### Work instruction
Reproduce the passage of the piece on homelessness among senior citizens from "This 84-year-old isn’t" to "against their will.", word for word.

### Selected extract
Homelessness and our Senior Citizens

Are we proud of where we, as a society, are headed? Just look around you. This is what I see: senior citizens wandering our cities, dazed, lost and confused, without a roof over their heads. They don’t know what hit them. This doesn’t just affect them. This is a clear sign of the decline of our communities. Witnessing this fills me with regret.

By Caroline Leblanc   File: Itinerance

Last winter, I met an old gentleman in just such straits. He was walking slowly, tortuously, hunchbacked under the weight of heavy bags. I went up and talked to him. He told me he’d been forced out of his residence of over 15 years. He couldn’t find another place to stay. It really struck me when he said: “Sometimes I can’t even get out of bed in the morning, because I’m sick. My body won’t respond for hours. My only company are the cats that live with me on the street.”

This 84-year-old isn’t the only person living the same nightmare. I cross paths with them every time I’m out on the city streets, heading to and from the Metro.

Clearly, it’s a sign that our health care system has huge cracks in its safety net. Summer or winter, they’re out there, shivering in the winter and sweating in the summer, itinerant against their will.

Turned Away

Given that our entire population is aging, as the statisticians say and our eyes tell us, we’re falling far short of meeting our obligations towards our older citizens. Thanks to the tireless efforts of the provincial Québec Solidaire party, Bill 492 protects elderly renters from being evicted between December 1st and March 31st of the calendar year. That helps improve our seniors’ living conditions – up to a point.

### Entries supplied

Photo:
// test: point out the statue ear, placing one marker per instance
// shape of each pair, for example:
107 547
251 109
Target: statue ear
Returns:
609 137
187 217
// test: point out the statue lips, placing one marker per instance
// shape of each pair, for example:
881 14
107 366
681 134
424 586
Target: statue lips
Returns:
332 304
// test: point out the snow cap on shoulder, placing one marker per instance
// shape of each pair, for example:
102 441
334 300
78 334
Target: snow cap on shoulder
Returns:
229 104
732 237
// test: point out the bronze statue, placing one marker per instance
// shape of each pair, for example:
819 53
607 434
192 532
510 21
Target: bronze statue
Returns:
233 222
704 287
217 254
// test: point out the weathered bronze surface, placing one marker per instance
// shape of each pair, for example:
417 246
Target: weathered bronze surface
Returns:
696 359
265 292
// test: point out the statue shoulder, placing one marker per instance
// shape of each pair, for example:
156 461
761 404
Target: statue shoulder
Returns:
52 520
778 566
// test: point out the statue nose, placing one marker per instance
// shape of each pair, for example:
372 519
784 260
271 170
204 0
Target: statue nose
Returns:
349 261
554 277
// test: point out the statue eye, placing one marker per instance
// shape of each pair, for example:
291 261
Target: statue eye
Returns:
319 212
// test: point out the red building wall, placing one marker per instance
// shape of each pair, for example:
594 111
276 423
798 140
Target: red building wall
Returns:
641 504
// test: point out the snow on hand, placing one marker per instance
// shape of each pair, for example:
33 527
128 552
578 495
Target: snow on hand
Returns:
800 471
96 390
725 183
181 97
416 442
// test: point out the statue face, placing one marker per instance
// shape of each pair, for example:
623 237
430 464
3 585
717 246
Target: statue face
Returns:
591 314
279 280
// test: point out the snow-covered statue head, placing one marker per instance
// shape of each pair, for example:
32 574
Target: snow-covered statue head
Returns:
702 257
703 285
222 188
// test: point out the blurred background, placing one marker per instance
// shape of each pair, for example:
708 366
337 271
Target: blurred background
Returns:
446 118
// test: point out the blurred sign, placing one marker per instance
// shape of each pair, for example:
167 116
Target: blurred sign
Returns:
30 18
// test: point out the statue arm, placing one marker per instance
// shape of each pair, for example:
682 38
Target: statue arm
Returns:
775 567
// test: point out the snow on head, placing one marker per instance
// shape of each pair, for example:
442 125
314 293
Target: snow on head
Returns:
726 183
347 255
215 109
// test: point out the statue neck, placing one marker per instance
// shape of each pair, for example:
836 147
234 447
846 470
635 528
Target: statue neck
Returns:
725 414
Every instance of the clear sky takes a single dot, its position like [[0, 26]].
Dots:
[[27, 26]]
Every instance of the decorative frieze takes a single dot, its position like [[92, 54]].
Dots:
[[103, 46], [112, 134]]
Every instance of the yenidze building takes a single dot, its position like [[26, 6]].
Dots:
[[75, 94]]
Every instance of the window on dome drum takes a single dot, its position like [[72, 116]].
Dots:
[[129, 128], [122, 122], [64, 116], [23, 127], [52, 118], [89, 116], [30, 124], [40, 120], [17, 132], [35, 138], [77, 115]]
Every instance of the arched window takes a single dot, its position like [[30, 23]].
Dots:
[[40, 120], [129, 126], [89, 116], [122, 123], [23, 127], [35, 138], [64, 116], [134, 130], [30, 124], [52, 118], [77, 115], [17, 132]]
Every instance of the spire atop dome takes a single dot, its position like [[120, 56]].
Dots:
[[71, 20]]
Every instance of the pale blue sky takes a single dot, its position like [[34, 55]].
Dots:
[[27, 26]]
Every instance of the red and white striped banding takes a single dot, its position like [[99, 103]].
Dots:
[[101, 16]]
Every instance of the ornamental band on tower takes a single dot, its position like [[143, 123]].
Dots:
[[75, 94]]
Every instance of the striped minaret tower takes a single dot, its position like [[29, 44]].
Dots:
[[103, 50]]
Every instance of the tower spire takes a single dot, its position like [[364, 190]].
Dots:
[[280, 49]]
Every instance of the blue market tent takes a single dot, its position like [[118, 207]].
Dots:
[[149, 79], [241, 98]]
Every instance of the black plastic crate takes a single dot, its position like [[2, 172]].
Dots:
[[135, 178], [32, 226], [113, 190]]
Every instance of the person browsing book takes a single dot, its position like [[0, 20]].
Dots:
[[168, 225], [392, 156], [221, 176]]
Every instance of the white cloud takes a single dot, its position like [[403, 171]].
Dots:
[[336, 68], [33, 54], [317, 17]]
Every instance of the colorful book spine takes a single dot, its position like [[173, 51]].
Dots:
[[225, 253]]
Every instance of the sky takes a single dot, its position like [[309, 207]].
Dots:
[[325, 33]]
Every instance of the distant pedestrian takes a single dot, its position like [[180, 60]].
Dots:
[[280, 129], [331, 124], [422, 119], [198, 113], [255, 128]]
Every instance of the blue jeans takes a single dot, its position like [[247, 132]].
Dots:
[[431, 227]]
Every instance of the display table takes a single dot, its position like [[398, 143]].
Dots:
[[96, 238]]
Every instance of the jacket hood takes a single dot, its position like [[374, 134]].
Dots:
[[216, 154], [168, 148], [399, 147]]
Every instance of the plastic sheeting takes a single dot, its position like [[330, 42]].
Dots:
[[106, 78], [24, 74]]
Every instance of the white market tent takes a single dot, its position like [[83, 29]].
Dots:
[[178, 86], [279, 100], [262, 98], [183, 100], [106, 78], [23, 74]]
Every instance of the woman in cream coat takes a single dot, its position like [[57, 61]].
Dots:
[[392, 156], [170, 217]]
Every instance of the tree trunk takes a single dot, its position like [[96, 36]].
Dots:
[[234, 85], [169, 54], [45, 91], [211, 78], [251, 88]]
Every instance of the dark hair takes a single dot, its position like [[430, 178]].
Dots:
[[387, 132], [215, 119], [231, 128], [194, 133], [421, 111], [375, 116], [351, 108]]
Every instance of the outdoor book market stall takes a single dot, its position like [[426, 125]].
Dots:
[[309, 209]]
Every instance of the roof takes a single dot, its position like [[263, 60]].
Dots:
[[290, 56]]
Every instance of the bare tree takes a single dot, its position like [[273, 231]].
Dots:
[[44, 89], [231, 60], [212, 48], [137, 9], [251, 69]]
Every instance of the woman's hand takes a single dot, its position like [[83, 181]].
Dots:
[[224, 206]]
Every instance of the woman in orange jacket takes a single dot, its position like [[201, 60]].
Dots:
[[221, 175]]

### Task answer
This 84-year-old isn’t the only person living the same nightmare. I cross paths with them every time I’m out on the city streets, heading to and from the Metro.

Clearly, it’s a sign that our health care system has huge cracks in its safety net. Summer or winter, they’re out there, shivering in the winter and sweating in the summer, itinerant against their will.